INSTRUCTIONS FOR THE TASK: Reproduce the rows below word for word, leaving out the pictures.

(Dataset rows on where objects appear)
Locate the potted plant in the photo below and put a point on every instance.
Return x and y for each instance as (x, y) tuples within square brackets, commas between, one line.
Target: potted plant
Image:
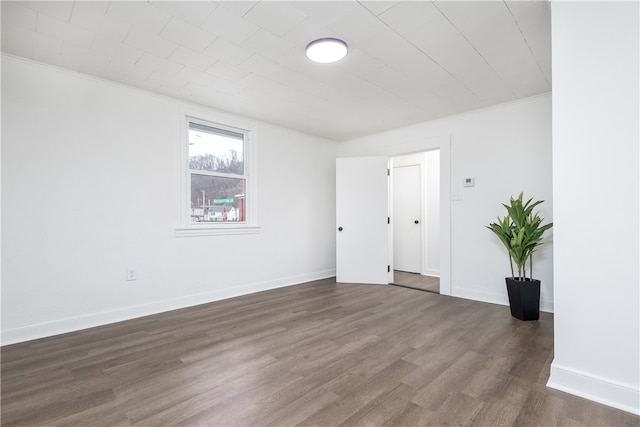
[(521, 233)]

FINAL ANSWER:
Locate the potted plant in the photo below and put a point on every instance.
Return x and y for each instance as (x, y) tuples within square brackets, commas between, one line.
Target: potted plant
Image:
[(521, 233)]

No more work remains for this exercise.